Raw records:
((
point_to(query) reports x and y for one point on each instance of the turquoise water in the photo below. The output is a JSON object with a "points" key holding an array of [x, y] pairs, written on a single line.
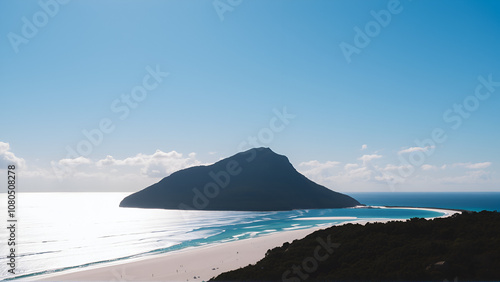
{"points": [[61, 231], [473, 201]]}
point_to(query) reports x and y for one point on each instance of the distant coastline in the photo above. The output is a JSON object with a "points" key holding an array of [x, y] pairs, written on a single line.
{"points": [[224, 257]]}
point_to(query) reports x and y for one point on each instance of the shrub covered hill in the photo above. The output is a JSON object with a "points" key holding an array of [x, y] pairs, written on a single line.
{"points": [[464, 247], [254, 180]]}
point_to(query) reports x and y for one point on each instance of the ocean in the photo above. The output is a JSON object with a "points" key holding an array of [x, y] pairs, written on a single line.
{"points": [[64, 231]]}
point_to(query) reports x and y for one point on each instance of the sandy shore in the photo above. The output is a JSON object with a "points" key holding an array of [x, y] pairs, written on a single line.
{"points": [[196, 264], [200, 262]]}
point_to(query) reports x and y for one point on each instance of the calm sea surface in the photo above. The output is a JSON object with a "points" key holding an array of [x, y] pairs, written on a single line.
{"points": [[61, 231]]}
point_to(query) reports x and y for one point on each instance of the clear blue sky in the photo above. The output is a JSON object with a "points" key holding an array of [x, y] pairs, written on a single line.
{"points": [[229, 70]]}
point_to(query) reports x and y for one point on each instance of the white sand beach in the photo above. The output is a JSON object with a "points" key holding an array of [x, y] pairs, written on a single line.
{"points": [[195, 264]]}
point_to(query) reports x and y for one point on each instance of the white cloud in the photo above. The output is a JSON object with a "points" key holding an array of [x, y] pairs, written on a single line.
{"points": [[351, 166], [416, 149], [368, 158], [8, 158], [158, 164], [428, 167], [473, 165], [75, 162]]}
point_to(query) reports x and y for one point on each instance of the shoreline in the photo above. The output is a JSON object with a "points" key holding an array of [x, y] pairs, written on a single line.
{"points": [[191, 264]]}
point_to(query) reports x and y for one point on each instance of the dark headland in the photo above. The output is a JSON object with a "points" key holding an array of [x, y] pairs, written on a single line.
{"points": [[254, 180]]}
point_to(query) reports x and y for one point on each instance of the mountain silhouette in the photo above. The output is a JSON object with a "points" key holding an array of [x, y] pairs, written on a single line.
{"points": [[254, 180]]}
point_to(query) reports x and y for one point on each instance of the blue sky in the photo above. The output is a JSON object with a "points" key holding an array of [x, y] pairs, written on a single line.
{"points": [[232, 65]]}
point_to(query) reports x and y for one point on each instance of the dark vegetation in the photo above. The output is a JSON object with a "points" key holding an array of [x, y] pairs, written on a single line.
{"points": [[464, 247], [255, 180]]}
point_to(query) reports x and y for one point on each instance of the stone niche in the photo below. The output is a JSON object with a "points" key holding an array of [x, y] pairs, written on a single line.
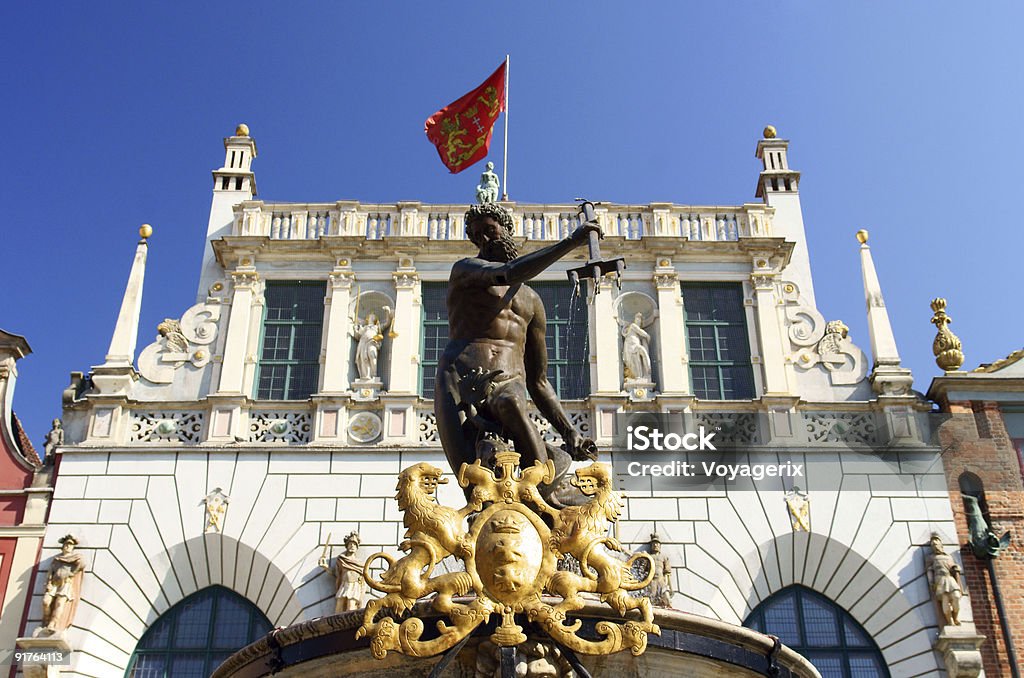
{"points": [[689, 645]]}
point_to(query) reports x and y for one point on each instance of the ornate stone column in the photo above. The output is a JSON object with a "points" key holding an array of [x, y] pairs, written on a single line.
{"points": [[604, 339], [403, 369], [245, 281], [675, 377], [336, 340]]}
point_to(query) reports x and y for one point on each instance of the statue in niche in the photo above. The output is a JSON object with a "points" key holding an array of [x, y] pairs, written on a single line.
{"points": [[659, 589], [497, 330], [489, 185], [347, 570], [53, 439], [216, 507], [370, 335], [64, 584], [636, 354], [943, 574]]}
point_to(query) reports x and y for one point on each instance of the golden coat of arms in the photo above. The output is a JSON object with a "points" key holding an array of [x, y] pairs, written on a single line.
{"points": [[510, 548]]}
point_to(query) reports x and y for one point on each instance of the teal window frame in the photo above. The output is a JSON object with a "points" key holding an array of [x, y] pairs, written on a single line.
{"points": [[299, 354], [162, 647], [804, 620], [563, 333], [732, 357]]}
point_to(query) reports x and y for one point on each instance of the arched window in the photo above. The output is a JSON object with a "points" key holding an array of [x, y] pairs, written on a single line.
{"points": [[195, 636], [821, 631]]}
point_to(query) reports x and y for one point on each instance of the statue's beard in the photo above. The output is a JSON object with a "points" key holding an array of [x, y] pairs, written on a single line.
{"points": [[503, 249]]}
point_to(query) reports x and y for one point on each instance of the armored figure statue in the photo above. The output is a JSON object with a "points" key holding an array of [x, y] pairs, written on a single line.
{"points": [[659, 589], [497, 329], [636, 355], [53, 439], [487, 191], [370, 335], [347, 570], [943, 573], [62, 586]]}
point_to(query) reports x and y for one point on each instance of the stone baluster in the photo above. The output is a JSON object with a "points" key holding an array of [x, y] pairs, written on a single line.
{"points": [[675, 378], [604, 339], [406, 345], [337, 328], [769, 327]]}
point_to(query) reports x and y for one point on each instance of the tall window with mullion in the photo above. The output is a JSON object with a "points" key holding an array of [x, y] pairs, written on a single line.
{"points": [[568, 369], [568, 364], [716, 336], [435, 335], [293, 325]]}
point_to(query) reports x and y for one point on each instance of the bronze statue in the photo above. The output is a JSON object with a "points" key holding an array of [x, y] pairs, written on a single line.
{"points": [[497, 340], [944, 576], [347, 570], [62, 586]]}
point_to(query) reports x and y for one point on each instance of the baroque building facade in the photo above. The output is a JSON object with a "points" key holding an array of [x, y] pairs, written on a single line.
{"points": [[207, 481]]}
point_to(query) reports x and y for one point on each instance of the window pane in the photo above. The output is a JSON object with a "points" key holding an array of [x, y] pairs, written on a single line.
{"points": [[207, 627], [829, 666], [160, 634], [188, 666], [864, 667], [231, 625], [150, 666], [854, 637], [435, 333]]}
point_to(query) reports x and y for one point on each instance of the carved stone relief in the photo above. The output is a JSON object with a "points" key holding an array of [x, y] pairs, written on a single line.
{"points": [[178, 342]]}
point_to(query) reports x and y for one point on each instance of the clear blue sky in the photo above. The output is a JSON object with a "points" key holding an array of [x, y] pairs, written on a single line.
{"points": [[904, 118]]}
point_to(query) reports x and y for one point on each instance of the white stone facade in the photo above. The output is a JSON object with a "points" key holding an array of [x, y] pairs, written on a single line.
{"points": [[142, 455]]}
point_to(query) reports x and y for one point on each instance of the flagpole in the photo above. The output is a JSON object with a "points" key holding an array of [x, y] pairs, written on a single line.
{"points": [[505, 162]]}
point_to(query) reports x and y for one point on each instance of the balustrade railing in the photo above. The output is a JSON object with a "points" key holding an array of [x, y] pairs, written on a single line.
{"points": [[541, 222]]}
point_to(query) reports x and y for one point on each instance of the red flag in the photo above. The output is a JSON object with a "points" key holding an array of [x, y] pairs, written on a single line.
{"points": [[462, 129]]}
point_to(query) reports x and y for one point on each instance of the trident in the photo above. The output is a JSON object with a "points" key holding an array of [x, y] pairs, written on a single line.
{"points": [[596, 266]]}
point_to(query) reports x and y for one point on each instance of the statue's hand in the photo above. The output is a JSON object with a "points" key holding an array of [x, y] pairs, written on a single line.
{"points": [[579, 448], [582, 235]]}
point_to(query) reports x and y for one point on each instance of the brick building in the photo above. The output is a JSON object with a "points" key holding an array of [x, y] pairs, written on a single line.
{"points": [[983, 442]]}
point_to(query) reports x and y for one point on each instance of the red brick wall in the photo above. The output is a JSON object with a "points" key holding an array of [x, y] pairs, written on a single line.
{"points": [[975, 439]]}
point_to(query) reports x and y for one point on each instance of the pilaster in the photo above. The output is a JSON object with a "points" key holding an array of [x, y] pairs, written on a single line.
{"points": [[337, 329], [403, 369], [606, 373], [769, 329], [675, 377], [245, 281]]}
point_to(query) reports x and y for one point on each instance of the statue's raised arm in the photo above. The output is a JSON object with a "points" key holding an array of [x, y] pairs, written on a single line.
{"points": [[497, 323]]}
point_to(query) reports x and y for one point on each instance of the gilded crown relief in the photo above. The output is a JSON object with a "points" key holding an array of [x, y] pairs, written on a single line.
{"points": [[510, 554], [817, 343]]}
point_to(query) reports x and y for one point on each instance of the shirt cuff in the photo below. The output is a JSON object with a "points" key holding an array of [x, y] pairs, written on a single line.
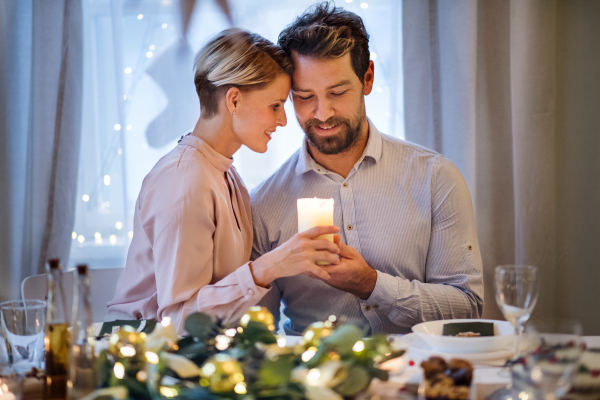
{"points": [[384, 295], [247, 285]]}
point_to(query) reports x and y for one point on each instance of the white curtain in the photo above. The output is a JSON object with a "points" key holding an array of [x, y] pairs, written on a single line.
{"points": [[40, 128], [510, 92]]}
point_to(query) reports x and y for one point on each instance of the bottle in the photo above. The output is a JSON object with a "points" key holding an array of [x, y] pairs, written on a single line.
{"points": [[56, 340], [83, 378]]}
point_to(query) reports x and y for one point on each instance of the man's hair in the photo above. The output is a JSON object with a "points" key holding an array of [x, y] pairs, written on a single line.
{"points": [[236, 58], [326, 31]]}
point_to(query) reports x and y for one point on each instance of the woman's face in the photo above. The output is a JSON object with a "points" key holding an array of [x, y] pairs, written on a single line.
{"points": [[259, 112]]}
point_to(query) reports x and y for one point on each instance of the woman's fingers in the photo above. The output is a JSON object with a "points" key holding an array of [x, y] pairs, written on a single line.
{"points": [[325, 255], [320, 230]]}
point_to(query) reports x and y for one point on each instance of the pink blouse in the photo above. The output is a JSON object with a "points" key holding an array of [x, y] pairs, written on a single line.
{"points": [[191, 243]]}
))
Task to carry out => Please quote nothing but the lines from the line with "of the bottle" through the end of the data above, exactly as written, ends included.

Response =>
point_to(query) reports x and y for one point on each instance of the bottle in the photo above. The output is a JSON object with a "points" key holding an array of [x, y] pairs, written on a single line.
{"points": [[56, 340], [83, 378]]}
point_to(query) reports x and y for one point on each instance of the man's hair in the photo above. The output is a JSON object with a "points" key holding an array of [x, y] pairs, written on a single line.
{"points": [[236, 58], [326, 31]]}
point_to(query) reports x and y for one point on each instance of the woman's face in the photo above. The output is a JSON object with a "points" key holding an array of [x, y] pairs, written on a single line.
{"points": [[259, 112]]}
point_to(query) reports x and y for one point on each instance of the woman's fingers in the photo above. The output is a JSON object with a "points" key holding an array of [x, y] pairs, written on a single line.
{"points": [[325, 255], [320, 230]]}
point_to(query) reports x and y for one point on each instance of the pink blouse in the photo above. The output is a JSON object with a "points" key holding an array of [x, y] pairs, written on a single line.
{"points": [[191, 243]]}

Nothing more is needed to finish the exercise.